• Tarefa: Transcreva, por favor, o trecho do texto sobre as filósofas medievais que começa em "Se nesse período" e termina em "posto que escassíssimas.".

As heróicas filósofas medievais
A Idade Média – período demarcado pelos historiadores como
tendo começado no século V e terminado no século XV, com o chamado Renascimento
– é considerado, quase que por unanimidade, como uma fase de estagnação
artística e cultural, sobretudo no Ocidente. A Filosofia, por conseqüência,
igualmente se estagnou. Nesses mil anos de estagnação intelectual, prevaleceram
duas correntes filosóficas distintas, posto que com o mesmo objetivo: a
patrística e a escolástica, ambas baseadas em concepções religiosas, que
diferiam, somente, quanto à abordagem. Houvesse liberdade de pensamento, não
haveria problema. Todavia, não havia. Tudo o que fosse minimamente contrário
aos dogmas da Igreja era considerado heresia. Essa era tida como o maior dos “crimes”
e punida implacavelmente. E ninguém, por conseqüência, se atrevia a pensar de
forma divergente do estabelecido por Roma, para não terminar seus dias numa
masmorra ou, pior, para não ser incinerado em alguma das tantas fogueiras da
Inquisição.
Se nesse período houve poucos filósofos masculinos sem algum
tipo de vínculo com a Igreja (a maioria era constituída de sacerdotes
católicos), imaginem filósofas!!! Às mulheres não era dado o direito de sequer
pensar, quanto mais de “filosofar”. Era-lhes determinado papel específico e imutável, de
procriadoras e de virtuosas donas de casa, que deviam irrestrita obediência e
estrita subserviência ao pai, ou aos irmãos homens na ausência desses ou ao
marido quando casadas. Seu pensamento, necessariamente, tinha que ser o do
tutor, fosse ele quem fosse. Houve filósofas nesse longuíssimo período de
trevas, que parecia fadado a nunca acabar? Sim, houve, posto que escassíssimas.
Minha fonte de pesquisas, a enciclopédia eletrônica Wikipédia, lista, por
exemplo, somente cinco delas, sendo quatro européias e uma indiana, embora deva
ter havido algumas outras. Quantas? Sabe-se lá!

• Dados fornecidos:
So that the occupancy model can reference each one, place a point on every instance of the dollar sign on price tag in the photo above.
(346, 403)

• Resposta:
Se nesse período houve poucos filósofos masculinos sem algum
tipo de vínculo com a Igreja (a maioria era constituída de sacerdotes
católicos), imaginem filósofas!!! Às mulheres não era dado o direito de sequer
pensar, quanto mais de “filosofar”. Era-lhes determinado papel específico e imutável, de
procriadoras e de virtuosas donas de casa, que deviam irrestrita obediência e
estrita subserviência ao pai, ou aos irmãos homens na ausência desses ou ao
marido quando casadas. Seu pensamento, necessariamente, tinha que ser o do
tutor, fosse ele quem fosse. Houve filósofas nesse longuíssimo período de
trevas, que parecia fadado a nunca acabar? Sim, houve, posto que escassíssimas.